▶ **Directions for this task**
Leaving the pictures out, transcribe the records below exactly.

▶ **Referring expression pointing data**
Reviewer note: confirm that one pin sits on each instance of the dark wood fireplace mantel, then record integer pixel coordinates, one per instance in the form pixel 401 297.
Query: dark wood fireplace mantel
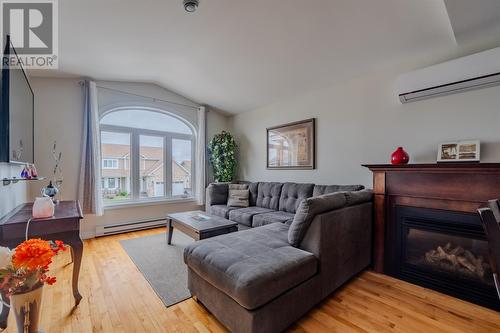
pixel 460 187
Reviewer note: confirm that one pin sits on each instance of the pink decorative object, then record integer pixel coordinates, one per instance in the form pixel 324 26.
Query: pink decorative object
pixel 400 156
pixel 43 208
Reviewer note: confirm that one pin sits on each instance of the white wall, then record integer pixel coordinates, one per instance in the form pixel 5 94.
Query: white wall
pixel 361 122
pixel 59 116
pixel 14 194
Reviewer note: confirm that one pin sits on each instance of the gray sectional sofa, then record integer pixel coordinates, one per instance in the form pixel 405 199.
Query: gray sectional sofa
pixel 299 244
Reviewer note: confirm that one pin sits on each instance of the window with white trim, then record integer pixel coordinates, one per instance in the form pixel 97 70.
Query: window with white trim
pixel 110 163
pixel 147 155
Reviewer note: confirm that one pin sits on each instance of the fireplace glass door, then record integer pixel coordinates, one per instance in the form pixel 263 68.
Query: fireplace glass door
pixel 457 257
pixel 446 251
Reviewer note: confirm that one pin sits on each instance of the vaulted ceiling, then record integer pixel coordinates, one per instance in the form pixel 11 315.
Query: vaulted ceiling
pixel 238 55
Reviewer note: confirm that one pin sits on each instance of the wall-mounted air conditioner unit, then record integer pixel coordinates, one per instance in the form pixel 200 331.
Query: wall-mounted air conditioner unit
pixel 480 70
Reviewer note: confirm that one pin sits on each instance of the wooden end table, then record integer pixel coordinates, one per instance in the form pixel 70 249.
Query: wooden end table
pixel 64 225
pixel 199 225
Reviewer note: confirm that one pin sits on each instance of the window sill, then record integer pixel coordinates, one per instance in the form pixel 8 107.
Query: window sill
pixel 130 204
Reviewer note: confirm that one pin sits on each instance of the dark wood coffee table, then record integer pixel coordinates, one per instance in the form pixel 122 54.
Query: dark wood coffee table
pixel 199 225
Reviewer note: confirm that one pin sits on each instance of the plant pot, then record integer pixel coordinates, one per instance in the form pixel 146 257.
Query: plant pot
pixel 26 308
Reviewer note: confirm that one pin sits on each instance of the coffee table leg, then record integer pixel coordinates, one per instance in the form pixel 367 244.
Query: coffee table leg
pixel 170 232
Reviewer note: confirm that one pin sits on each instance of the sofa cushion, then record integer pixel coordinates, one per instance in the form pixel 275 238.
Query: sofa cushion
pixel 217 193
pixel 244 215
pixel 221 210
pixel 292 194
pixel 268 195
pixel 253 266
pixel 272 217
pixel 308 209
pixel 253 187
pixel 325 189
pixel 238 195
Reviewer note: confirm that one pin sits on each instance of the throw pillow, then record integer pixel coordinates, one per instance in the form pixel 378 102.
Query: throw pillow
pixel 308 209
pixel 238 195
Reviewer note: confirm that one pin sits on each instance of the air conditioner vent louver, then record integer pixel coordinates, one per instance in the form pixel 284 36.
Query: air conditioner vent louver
pixel 477 71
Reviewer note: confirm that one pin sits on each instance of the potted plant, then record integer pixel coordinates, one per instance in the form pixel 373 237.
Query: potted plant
pixel 23 273
pixel 222 149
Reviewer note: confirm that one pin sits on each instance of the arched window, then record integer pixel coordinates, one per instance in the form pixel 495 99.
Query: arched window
pixel 147 154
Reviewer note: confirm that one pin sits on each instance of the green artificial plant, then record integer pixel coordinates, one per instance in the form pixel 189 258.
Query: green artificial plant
pixel 222 150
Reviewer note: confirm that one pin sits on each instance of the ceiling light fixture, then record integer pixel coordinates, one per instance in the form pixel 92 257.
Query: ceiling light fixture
pixel 191 5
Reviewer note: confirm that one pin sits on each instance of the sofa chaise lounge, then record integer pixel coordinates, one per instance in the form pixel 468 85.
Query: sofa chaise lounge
pixel 266 277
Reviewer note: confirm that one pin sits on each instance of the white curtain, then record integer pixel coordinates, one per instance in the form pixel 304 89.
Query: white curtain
pixel 200 175
pixel 89 186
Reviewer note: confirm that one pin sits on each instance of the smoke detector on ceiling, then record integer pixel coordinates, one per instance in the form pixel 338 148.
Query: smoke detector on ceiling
pixel 191 5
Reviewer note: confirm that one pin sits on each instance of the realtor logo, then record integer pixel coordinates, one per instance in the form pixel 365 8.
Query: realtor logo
pixel 32 26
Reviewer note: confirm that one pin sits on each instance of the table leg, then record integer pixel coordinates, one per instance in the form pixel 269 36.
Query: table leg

▶ **Written response**
Reviewer note: confirm that one pin sits on each instance of the dark wood fireplace mantel, then record integer pixel coordinates, one per instance in the form pixel 401 297.
Query: dark wood fireplace mantel
pixel 460 187
Reviewer note: confirm that one pin sits on each instance of the pink decorative object, then record integer pixel coordinates, one per instance in the form pixel 324 26.
Query: pink decorative object
pixel 400 156
pixel 43 208
Reviewer note: confirm that one pin sits on each instance of the white wall, then record integer pixel coordinates, one per instance in the form pixel 5 94.
Query: white wall
pixel 361 122
pixel 59 116
pixel 14 194
Reviewer note: confirm that one pin sits on each instance of the gray sectional sofa, then record integer pixel coordinates, one per instance in the form pixel 405 199.
Query: gray sectional sofa
pixel 299 244
Reviewer note: confirm that one pin sits on each instance of the window with white trim, then record integer pixel coordinates, one per instance in the form pixel 97 70.
Query: window with white trim
pixel 110 163
pixel 147 155
Reviewer note: confirm that one pin sits on each instance of the fireplace glass door, then record integer pixel coordinates, one per instance in the form pixel 263 68.
Query: fireplace glass door
pixel 457 257
pixel 446 251
Reviewer note: confirm that one pin sits on each instance of the vaulted ceiling, then record integer pixel coordinates, one per instance in the form pixel 11 315.
Query: vaulted ceiling
pixel 238 55
Reviewer note: confirm that one pin sits on each instance of the wall-mounted air conditioner unit, then record integer pixel coordinates, one per instance in the form pixel 200 331.
Query: wall-mounted air conditioner unit
pixel 480 70
Reviewer note: confirm that one pin sits on each instance of the wooden end table, then record integer pixel coordinates, one per instance in the form pixel 70 249.
Query: wooden end table
pixel 64 225
pixel 199 225
Reviewer note: confirm that one pin sits on each instance of the window sill, then record integer pixel coordinates, one per instance in the form pixel 8 107.
Query: window sill
pixel 130 204
Reviewer note: confirm that one pin sits on each instance of the dark wood coffee table, then record integer pixel coordinates, one per instance in the form pixel 122 54.
Query: dark wood coffee table
pixel 199 225
Reviewer note: confirm that one pin sits on each instance of the plant pot, then record integer pixel coordinates, one per instance in the form pixel 146 257.
Query: plant pot
pixel 26 308
Reviewer note: confirm that one pin sits on each instance of the coffee table leg, then record integer pixel coordinates, one per instance in the form pixel 367 244.
Query: coffee table leg
pixel 170 232
Reviewer note: confirm that one pin sits on each instance of the sofa cushion, then record integer pixel coordinates, one per instance in the form pixel 275 238.
Query: sofa cushion
pixel 217 193
pixel 244 215
pixel 221 210
pixel 292 194
pixel 268 195
pixel 253 266
pixel 272 217
pixel 308 209
pixel 253 187
pixel 325 189
pixel 238 195
Reviewer note: confirm that one pin sits on each instance of the throw pillow, then record integer pixel coordinates, one per instance in the form pixel 378 102.
Query: throw pillow
pixel 308 209
pixel 238 195
Reviewer note: confirm that one pin sits on each instance of the air conditioner vent louver, then record integer pixel coordinates, one per instance in the form pixel 284 36.
Query: air conditioner vent louver
pixel 477 71
Reviewer note: confirm that one pin sits on each instance of the potted plant, then record integer pixel coordinates, one per instance in the form pixel 373 237.
Query: potted plant
pixel 23 273
pixel 222 149
Reviewer note: confirm that one pin sits on each instance of the arched window, then record integer pixel coordinates, one per instance in the form pixel 495 99.
Query: arched window
pixel 147 154
Reviewer note: confirm that one pin sits on each instance of the green artificial plant, then record integer pixel coordinates, one per instance in the form pixel 189 258.
Query: green artificial plant
pixel 222 150
Reviewer note: confirm that one pin sits on each instance of the ceiling light fixture, then record integer pixel coordinates, one per instance in the form pixel 92 257.
Query: ceiling light fixture
pixel 191 5
Reviewer note: confirm that one pin sits on each instance of the sofa chaise lounge, then record integer pixel coordinates, one per instance in the form pixel 468 85.
Query: sofa chaise lounge
pixel 266 277
Reviewer note: confirm that one pin sits on each instance of the white curtain, then record integer pixel coordinates, one per instance in the form pixel 304 89.
Query: white curtain
pixel 200 175
pixel 89 186
Reviewer note: confirm that one pin sits on each instance of the smoke detector on ceiling, then record integer pixel coordinates, one per instance in the form pixel 338 148.
Query: smoke detector on ceiling
pixel 191 5
Reviewer note: confirm that one pin sits on each instance of the realtor logo, then record integer pixel coordinates, one per instance in the form pixel 365 8.
Query: realtor logo
pixel 32 26
Reviewer note: confirm that one pin sits on each instance of the table leg, then record integer pixel coordinates, one per instance in the form pixel 269 36.
Query: table leg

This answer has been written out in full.